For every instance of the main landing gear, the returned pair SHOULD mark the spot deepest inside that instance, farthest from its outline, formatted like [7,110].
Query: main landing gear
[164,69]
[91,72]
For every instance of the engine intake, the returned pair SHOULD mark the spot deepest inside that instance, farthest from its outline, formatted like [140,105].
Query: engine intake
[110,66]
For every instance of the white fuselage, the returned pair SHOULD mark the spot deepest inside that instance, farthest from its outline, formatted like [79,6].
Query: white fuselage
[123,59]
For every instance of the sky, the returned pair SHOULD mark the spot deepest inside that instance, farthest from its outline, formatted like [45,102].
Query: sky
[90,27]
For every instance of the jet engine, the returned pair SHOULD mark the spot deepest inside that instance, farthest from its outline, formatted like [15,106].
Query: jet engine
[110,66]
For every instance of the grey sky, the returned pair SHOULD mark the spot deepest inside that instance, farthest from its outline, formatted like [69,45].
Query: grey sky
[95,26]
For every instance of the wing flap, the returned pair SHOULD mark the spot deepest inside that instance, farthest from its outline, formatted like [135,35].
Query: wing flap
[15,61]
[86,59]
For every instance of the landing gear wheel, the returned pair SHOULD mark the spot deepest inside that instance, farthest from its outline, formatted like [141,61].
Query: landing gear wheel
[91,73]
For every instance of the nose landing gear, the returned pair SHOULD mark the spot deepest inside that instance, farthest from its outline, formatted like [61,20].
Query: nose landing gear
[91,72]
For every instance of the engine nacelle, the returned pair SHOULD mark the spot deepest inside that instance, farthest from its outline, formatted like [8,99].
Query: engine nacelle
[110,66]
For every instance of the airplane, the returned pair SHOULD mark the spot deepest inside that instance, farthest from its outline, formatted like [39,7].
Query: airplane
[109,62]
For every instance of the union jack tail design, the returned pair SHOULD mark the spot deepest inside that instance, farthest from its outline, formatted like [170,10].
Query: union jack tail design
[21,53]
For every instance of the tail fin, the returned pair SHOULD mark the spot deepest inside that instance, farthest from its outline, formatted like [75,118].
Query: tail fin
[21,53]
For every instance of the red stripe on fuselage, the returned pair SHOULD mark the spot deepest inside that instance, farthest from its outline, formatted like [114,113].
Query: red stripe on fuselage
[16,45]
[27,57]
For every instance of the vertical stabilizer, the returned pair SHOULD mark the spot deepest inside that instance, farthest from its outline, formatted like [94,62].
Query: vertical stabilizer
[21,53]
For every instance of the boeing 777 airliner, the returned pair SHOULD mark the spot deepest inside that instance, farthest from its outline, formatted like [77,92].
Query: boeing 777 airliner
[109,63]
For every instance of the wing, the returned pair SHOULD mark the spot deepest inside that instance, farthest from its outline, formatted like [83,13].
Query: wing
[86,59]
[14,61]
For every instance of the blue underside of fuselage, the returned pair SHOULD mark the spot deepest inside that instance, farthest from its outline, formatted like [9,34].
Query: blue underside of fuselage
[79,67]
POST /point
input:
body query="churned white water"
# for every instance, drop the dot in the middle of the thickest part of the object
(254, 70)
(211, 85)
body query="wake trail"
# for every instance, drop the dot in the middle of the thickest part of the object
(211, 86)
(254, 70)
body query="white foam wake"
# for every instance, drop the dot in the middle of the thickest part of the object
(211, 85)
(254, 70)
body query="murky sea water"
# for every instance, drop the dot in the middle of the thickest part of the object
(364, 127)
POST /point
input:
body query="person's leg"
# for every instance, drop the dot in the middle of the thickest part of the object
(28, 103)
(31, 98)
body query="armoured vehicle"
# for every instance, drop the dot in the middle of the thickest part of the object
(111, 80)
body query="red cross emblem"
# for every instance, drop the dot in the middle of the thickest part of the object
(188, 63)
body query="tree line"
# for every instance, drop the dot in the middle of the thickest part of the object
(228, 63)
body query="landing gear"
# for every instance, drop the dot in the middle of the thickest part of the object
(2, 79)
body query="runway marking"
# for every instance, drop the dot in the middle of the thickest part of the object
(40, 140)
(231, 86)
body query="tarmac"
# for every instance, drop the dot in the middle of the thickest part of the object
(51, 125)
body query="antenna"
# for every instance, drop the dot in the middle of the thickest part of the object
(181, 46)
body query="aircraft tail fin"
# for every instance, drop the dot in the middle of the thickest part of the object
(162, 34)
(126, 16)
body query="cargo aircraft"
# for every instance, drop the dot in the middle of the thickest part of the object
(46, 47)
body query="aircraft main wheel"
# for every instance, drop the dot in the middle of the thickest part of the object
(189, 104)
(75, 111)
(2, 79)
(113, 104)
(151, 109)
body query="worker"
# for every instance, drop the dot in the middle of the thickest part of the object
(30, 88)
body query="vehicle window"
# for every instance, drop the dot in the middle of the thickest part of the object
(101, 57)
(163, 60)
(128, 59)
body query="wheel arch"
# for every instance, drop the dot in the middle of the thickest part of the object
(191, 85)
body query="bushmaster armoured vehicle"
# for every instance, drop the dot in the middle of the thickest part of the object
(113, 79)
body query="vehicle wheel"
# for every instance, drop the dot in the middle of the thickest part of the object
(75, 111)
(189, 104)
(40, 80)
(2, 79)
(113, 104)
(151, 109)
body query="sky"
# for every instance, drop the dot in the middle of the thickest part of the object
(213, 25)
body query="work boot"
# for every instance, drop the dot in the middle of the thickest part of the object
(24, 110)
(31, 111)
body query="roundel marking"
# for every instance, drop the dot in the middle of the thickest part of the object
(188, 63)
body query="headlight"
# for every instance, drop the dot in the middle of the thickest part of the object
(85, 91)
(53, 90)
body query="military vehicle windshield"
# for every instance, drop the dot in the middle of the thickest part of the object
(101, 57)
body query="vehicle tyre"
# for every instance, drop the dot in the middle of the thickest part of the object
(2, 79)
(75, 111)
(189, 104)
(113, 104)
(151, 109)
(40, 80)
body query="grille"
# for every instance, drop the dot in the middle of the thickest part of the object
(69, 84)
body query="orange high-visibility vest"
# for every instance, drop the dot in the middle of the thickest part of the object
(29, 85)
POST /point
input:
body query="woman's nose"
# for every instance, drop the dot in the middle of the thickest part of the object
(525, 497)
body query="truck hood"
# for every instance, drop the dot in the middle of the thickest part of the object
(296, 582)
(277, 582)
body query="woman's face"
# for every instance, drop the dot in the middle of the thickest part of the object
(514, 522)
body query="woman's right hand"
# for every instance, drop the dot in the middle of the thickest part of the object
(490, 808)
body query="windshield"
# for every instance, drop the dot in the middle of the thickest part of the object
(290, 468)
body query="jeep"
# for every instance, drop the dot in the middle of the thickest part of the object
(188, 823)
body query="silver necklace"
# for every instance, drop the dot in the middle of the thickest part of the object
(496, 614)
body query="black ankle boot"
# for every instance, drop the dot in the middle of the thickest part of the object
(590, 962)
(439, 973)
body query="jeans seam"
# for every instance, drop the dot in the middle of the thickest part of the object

> Aim
Gather every line from the entries above that contains the string "airplane". Case counts.

> In response
For every instance of the airplane, the returned pair SHOULD mark the spot deepest inside that instance, farthest from its outline, formatted like [39,7].
Query: airplane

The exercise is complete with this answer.